Vorgegebener Text -
§
Es gibt jetzt an mehreren Stellen in Ahrensburg diese Container. Ich komme öfter an dem Platz vor dem famila Markt vorbei. Das ist eingezäunte Tristesse pur..Mich schaudert es regelmäßig.
Was würde es mit mir machen, wenn ich dort leben müsste?
Wie schlimm muss es sein, damit ich mich auf eine Flucht begeben würde mit ungewissem Ausgang? Eventuellem Tod unterwegs? Oder Vergewaltigung? Ich bin eine Frau.
Was hätte ich alles durchgestanden, bevor ich dann hier in dieser Tristesse gelandet bin? Am Rande einer Siedlung, ohne Aussicht auf Kontakt zu den Menschen hier, weil ich nämlich räumlich und sprachlich von ihnen isoliert bin.
Ja ich gebe zu, ich fahre auch immer vorbei. Ich weiß nicht, wie ich auf diese Fremden zugehen soll. Mich befremdet so manches Verhalten. Ich habe Berührungsängste.
Und wenn ich ehrlich bin, auch immer wieder Vorurteile.
An meinem Arbeitsplatz ist das ganz anders. Wir sind sowieso schon Multikulti. Und hier gelingt mir der Kontakt, der mir an den Flüchtlingscontainern so schwierig erscheint.
Ja, es ist umso mühsamer, je größer die Sprachbarriere ist. Aber wir haben etwas gemeinsam: die Arbeit und so nehmen wir uns gegenseitig auf Augenhöhe war. Kein Flüchtling, kein Fremder, erst Recht kein Bittsteller oder Bettler, sondern ein Kollege. Der entscheidende Unterschied passiert ja doch wohl in meinem Kopf, in meiner Wahrnehmung!
§
Was zu tun ist -
1. Vor welchem Markt liegt laut dem vorgegebenen Text der Platz, an dem die Verfasserin öfter vorbeikommt?
2. Prüfe anhand des vorgegebenen Textes, ob die folgenden Aussagen zutreffen, und belege jede Antwort mit einem wörtlichen Zitat.
(a) Die Verfasserin gibt zu, selbst immer an den Containern vorbeizufahren.
(b) An ihrem Arbeitsplatz fällt ihr der Kontakt genauso schwer wie an den Containern.
(c) Die Container stehen nur an einer einzigen Stelle in Ahrensburg.
3. Nenne alle Bezeichnungen, die der vorgegebene Text für den Menschen am Arbeitsplatz ausdrücklich zurückweist, bevor er ihn einen Kollegen nennt.
§
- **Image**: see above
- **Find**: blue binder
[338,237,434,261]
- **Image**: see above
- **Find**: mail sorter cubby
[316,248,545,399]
§
Lösungen je Aufgabe -
1. Vor dem famila Markt.

2.
(a) Ja: „Ja ich gebe zu, ich fahre auch immer vorbei.“
(b) Nein: „Und hier gelingt mir der Kontakt, der mir an den Flüchtlingscontainern so schwierig erscheint.“
(c) Nein: „Es gibt jetzt an mehreren Stellen in Ahrensburg diese Container.“

3. Flüchtling, Fremder, Bittsteller, Bettler